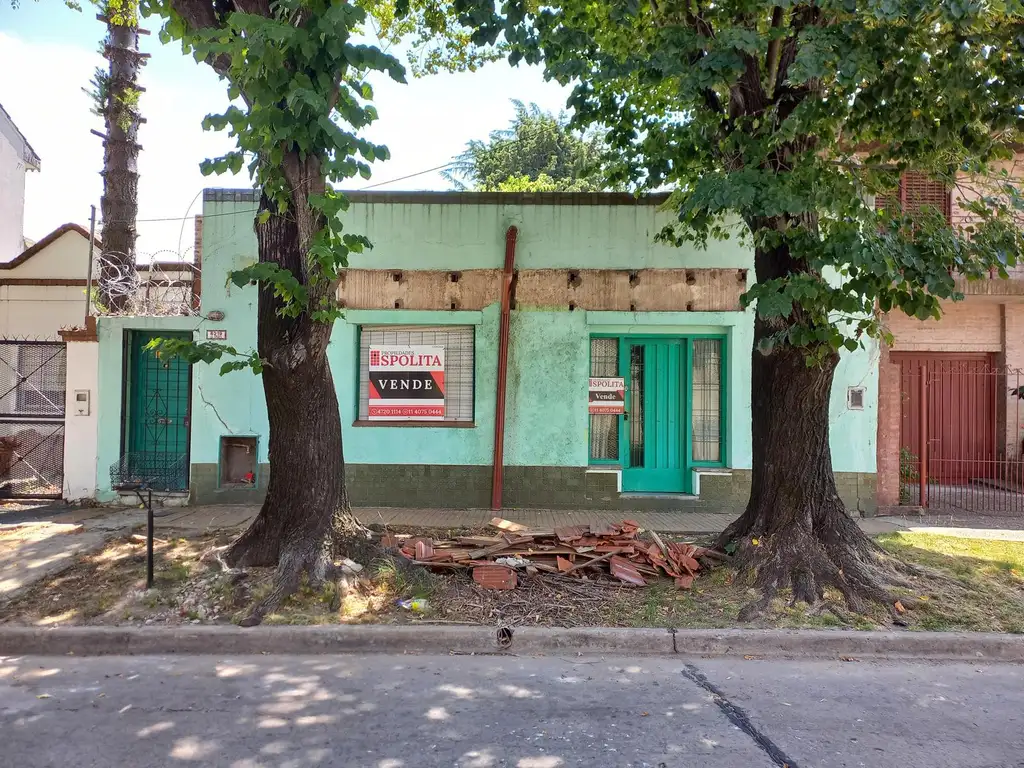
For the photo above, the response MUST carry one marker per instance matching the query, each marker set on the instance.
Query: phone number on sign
(416, 411)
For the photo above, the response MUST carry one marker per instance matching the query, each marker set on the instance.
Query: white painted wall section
(81, 430)
(12, 170)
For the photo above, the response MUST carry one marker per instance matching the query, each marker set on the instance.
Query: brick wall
(969, 188)
(970, 326)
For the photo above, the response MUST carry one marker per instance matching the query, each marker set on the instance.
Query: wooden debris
(498, 522)
(614, 550)
(624, 570)
(495, 577)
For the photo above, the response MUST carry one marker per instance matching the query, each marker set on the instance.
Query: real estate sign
(407, 383)
(607, 395)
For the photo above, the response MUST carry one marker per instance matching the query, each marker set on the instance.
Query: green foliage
(192, 351)
(431, 33)
(778, 123)
(537, 153)
(296, 75)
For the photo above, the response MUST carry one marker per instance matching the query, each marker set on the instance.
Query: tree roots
(834, 553)
(335, 557)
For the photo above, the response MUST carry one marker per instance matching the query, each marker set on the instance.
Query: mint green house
(625, 367)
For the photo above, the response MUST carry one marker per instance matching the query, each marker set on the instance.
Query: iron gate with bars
(961, 434)
(33, 376)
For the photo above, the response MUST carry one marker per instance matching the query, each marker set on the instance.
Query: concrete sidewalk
(35, 549)
(218, 517)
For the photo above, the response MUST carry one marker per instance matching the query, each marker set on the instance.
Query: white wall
(81, 431)
(12, 172)
(40, 311)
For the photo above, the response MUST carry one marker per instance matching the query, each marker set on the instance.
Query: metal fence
(33, 376)
(961, 435)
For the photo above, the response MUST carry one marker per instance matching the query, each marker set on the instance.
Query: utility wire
(255, 210)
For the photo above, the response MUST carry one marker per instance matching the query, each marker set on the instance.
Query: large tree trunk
(305, 516)
(796, 532)
(119, 205)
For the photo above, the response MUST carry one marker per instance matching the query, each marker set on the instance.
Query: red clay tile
(495, 577)
(626, 571)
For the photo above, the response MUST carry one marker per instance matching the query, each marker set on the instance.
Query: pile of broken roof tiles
(612, 551)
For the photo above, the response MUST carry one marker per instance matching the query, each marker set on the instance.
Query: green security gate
(655, 448)
(157, 417)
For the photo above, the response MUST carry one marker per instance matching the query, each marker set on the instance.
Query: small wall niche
(238, 461)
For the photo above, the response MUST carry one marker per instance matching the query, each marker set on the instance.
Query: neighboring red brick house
(970, 355)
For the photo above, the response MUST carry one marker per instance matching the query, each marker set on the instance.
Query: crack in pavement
(738, 718)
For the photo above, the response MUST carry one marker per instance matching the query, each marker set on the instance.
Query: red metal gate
(961, 432)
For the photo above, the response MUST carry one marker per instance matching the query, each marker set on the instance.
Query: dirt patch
(969, 585)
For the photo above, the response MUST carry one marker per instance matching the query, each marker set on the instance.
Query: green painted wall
(549, 351)
(111, 332)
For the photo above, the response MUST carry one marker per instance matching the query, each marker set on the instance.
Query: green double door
(653, 443)
(157, 427)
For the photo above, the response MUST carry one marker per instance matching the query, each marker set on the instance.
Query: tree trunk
(306, 515)
(795, 531)
(119, 205)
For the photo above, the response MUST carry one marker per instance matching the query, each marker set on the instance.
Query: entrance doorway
(674, 411)
(157, 423)
(653, 419)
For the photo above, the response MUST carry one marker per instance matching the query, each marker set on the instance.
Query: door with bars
(33, 378)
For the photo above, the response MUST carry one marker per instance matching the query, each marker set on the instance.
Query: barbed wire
(164, 286)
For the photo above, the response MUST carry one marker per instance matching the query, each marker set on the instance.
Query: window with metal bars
(42, 370)
(604, 427)
(707, 400)
(459, 368)
(916, 192)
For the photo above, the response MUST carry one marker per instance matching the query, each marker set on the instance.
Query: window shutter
(921, 192)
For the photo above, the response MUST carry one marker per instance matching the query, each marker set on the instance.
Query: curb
(219, 640)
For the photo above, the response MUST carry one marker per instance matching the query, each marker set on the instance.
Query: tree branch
(771, 61)
(202, 14)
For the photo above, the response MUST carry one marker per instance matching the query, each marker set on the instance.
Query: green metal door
(654, 448)
(158, 410)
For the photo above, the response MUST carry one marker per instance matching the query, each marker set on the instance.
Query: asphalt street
(486, 712)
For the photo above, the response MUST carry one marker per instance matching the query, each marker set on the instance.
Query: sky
(48, 53)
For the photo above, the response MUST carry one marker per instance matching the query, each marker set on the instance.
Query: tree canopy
(788, 116)
(537, 153)
(778, 121)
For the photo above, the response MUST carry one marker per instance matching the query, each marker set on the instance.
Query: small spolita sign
(407, 383)
(607, 395)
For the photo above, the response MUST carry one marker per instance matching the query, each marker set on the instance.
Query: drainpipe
(503, 365)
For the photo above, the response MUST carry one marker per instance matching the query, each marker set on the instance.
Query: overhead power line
(254, 210)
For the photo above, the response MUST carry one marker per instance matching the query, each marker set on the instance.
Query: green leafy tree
(296, 73)
(777, 122)
(537, 153)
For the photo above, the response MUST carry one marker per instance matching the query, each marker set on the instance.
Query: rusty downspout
(503, 365)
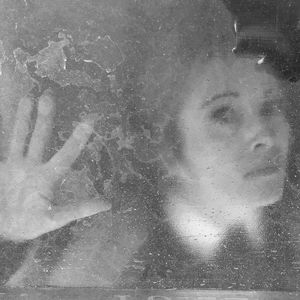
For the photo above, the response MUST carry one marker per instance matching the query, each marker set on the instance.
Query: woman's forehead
(238, 75)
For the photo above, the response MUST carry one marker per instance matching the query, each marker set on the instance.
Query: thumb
(71, 213)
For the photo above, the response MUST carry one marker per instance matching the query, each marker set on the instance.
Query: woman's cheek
(222, 134)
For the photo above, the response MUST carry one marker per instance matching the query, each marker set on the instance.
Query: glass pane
(150, 145)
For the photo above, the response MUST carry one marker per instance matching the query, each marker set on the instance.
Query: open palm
(26, 183)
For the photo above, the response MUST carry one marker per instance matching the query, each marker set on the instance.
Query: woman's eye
(270, 108)
(222, 114)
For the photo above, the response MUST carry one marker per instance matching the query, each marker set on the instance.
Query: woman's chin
(267, 190)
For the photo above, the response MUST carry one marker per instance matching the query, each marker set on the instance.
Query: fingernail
(49, 92)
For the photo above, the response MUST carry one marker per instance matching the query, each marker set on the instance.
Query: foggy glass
(131, 69)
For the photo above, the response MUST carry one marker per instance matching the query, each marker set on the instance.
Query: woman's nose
(262, 143)
(261, 138)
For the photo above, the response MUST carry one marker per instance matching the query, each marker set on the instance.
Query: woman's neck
(202, 222)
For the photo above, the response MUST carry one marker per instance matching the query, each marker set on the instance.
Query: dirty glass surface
(150, 145)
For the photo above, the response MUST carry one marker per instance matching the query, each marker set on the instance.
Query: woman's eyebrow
(220, 96)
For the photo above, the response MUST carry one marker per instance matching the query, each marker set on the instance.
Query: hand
(26, 184)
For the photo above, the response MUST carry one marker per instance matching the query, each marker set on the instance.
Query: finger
(62, 161)
(21, 129)
(70, 213)
(43, 127)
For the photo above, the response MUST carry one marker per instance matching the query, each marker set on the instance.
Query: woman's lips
(265, 171)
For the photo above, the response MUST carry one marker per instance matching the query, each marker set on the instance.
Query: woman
(215, 223)
(231, 154)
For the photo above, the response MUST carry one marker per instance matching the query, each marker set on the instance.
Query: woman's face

..........

§ Given instruction
Your task is to repeat the material above exactly, without its pictures.

§ Answer to this task
For the photo above, the response MUST carry one marker per instance matching the query, each marker set on the instance.
Query: phone number on sign
(416, 411)
For the photo above, the response MUST carry one marker per instance matching the query, each marker set on the instance.
Query: white painted wall section
(81, 430)
(12, 170)
For the photo above, the response MUST carry one marker per instance matching the query, each marker set on the instance.
Query: brick wall
(969, 188)
(970, 326)
For the photo above, the response MUST carry one marker per instance matching the query, each marker set on the instance.
Query: wooden debris
(498, 522)
(614, 550)
(624, 570)
(495, 577)
For the photo above, the response MUST carry one marker per instance matching the query, each marker set on the instance.
Query: real estate sign
(407, 383)
(607, 395)
For the photo above, the response MUST carry one marker per instance matching the query, each marker set on the instance.
Query: green foliage
(192, 351)
(431, 33)
(778, 123)
(537, 153)
(296, 75)
For the photo above, the response MUST carry one marker per instance matching the query, each marker set on the instance.
Query: tree roots
(834, 553)
(335, 557)
For the photo above, the response MUST carry one marker per instance matching the query, each marker set on the instance.
Query: mint green house
(625, 367)
For the photo above, the response MUST carry one marker per instance matching the query, each marker set on the instance.
Query: iron gate with bars
(961, 434)
(33, 376)
For the photo above, the response MUST carry one marker per instance matching the query, each marker set on the instance.
Query: concrete sidewalk
(35, 549)
(218, 517)
For the photo above, the response MUST carry one marker per instance matching the query, each marker set on the instance.
Query: white wall
(81, 431)
(12, 172)
(40, 311)
For the photo above, the response MUST carry one marker per instance matching the query, each marker set on the instance.
Query: metal fence
(33, 376)
(961, 435)
For the photo above, the response MUST carry one marker per instance matching the query, each marker set on the instance.
Query: utility wire
(255, 210)
For the photo above, the response MUST carry one marker per instance matching the query, each marker set on the instance.
Query: large tree trunk
(305, 516)
(796, 532)
(119, 205)
For the photo above, the response MUST carry one marker per instance matching the query, each marker set on the instance.
Query: red clay tile
(495, 577)
(626, 571)
For the photo above, the response MUST carry one marker per instance matching the query, each marker set on the instance.
Query: pile of broken roof tiles
(612, 551)
For the photo above, the response MUST carry one marker per instance matching the query, each marker set on the instance.
Query: green security gate
(655, 448)
(157, 417)
For the photo above, the response MUST carry one marker per instance matching the query, each marker set on the instance.
Query: small wall niche
(238, 461)
For the photo above, the response MUST carry one marker per instance matching the query, each marker set on the instance.
Query: neighboring red brick house
(970, 355)
For the photo above, the response MUST carry one marker per instance matching the query, each marker set on the instance.
Query: crack in pavement
(738, 718)
For the photo above, the response MUST carry one marker per instance matching the query, each marker set on the instance.
Query: red metal gate
(961, 432)
For the photo above, the response MUST carry one marker per instance matching the query, each marker set on the instance.
Query: dirt patch
(969, 585)
For the photo above, the response MUST carry one marker per instance matching the query, each marker set on the instance.
Query: green painted wall
(549, 351)
(111, 332)
For the photo above, the response MUST carry one marker per instance matching the query, each marker set on the instance.
Query: green double door
(653, 443)
(157, 427)
For the photo above, the response MUST carry one marker per instance matching the query, each marker set on the instance.
Query: tree trunk
(306, 515)
(795, 531)
(119, 205)
For the photo above, the response MUST carry one marker per instance matching the query, each marker set on the instance.
Query: entrance doorway
(674, 411)
(157, 423)
(653, 419)
For the photo above, the response MUST carry one marker per instance matching the query, each marker set on the instance.
Query: door with bars
(33, 378)
For the photo above, the response MUST carry one marker per instance matching the query, each marker set on the instance.
Query: barbed wire
(164, 286)
For the photo above, the response MUST carry one marker per instance matching the query, each marker set on the instance.
Query: window with metal bars
(42, 370)
(604, 427)
(707, 400)
(459, 368)
(916, 192)
For the photo above, the response MUST carry one marker per instance matching the query, each marker set on the instance.
Query: window shutter
(921, 192)
For the photo above, the response MUST carry one marker per instance matching the query, each marker set on the instance.
Query: curb
(219, 640)
For the photo above, the response MUST carry one marker per instance matching the query, each marker set on the instance.
Query: tree branch
(771, 61)
(202, 14)
For the photo above, the response MUST carry one marker per instance matching the query, each marker set on the instance.
Query: green metal door
(654, 448)
(158, 410)
For the photo above, the response MUST carry one marker per instance matching the query, each marker set on the instance.
Query: asphalt street
(486, 712)
For the photo above, the response MUST carry one marker per instance matching the query, each marker set on the instance.
Query: sky
(48, 53)
For the photo above, the response MUST carry one marker per instance matching the query, each marker set on the instance.
Query: tree canopy
(788, 116)
(537, 153)
(778, 121)
For the photo above, the response MUST carry one marker per instance matching the query, each marker set on the instance.
Query: small spolita sign
(407, 383)
(607, 395)
For the photo above, the response MUST carry one marker per instance matching the query, each marker set on the instance.
Query: drainpipe
(503, 365)
For the photo above, the response MUST carry one marker per instance matching the query, each marker set on the instance.
Query: overhead power line
(254, 210)
For the photo above, the response MUST carry one marker per instance matching the query, each marker set on the instance.
Query: green leafy tree
(296, 73)
(777, 122)
(537, 153)
For the photo above, the response MUST carry one marker per instance matching the query, each marker set on the instance.
Query: rusty downspout
(503, 365)
For the photo above, the response MUST carry one marker per instance matching the query, each marker set on the instance.
Query: woman's forehead
(238, 75)
For the photo above, the response MUST carry one marker per instance matching the query, each marker set on the instance.
Query: thumb
(71, 213)
For the photo above, the response MUST carry one marker per instance matching the query, each marker set on the instance.
Query: woman's cheek
(222, 134)
For the photo above, the response MUST carry one marker per instance matching the query, each marker set on the instance.
Query: glass pane
(150, 145)
For the photo above, the response MUST carry one marker per instance matching the query, each marker set on the instance.
Query: open palm
(26, 183)
For the photo above, the response MUST carry one marker per instance matching the query, each marker set on the instance.
Query: woman's eye
(270, 108)
(222, 114)
For the photo above, the response MUST carry one marker per instance matching the query, each marker set on the instance.
Query: woman's chin
(267, 190)
For the photo above, the response MUST carry one marker per instance matching the query, each marker set on the instance.
Query: fingernail
(49, 92)
For the photo above, the response MUST carry one marker per instance matching the query, each marker set on the instance.
Query: foggy glass
(131, 69)
For the photo above, the response MUST carry one marker per instance matching the query, each marker set on the instance.
Query: woman's nose
(262, 143)
(261, 138)
For the photo above, the response MUST carry one marker per instance matching the query, each marker set on the instance.
Query: woman's neck
(202, 222)
For the photo above, the response MUST carry one marker per instance matching the query, each marker set on the instance.
Query: dirty glass surface
(150, 145)
For the photo above, the response MUST carry one marker per instance matching the query, each marker set on the instance.
Query: woman's eyebrow
(220, 96)
For the photo above, the response MUST carry one marker per instance matching the query, each marker set on the instance.
Query: hand
(26, 184)
For the photo above, the response MUST carry one marker per instance matching the query, each marker set on the instance.
Query: finger
(62, 161)
(21, 129)
(70, 213)
(43, 127)
For the photo above, the response MUST carry one marker per instance matching the query, each marker set on the instance.
Query: woman's lips
(265, 171)
For the photo above, the response MUST carry one marker per instance matching the query, each marker set on the instance.
Query: woman
(215, 223)
(231, 154)
For the photo above, the response MUST carry one marker per instance matching the query, each marker set on the instance.
Query: woman's face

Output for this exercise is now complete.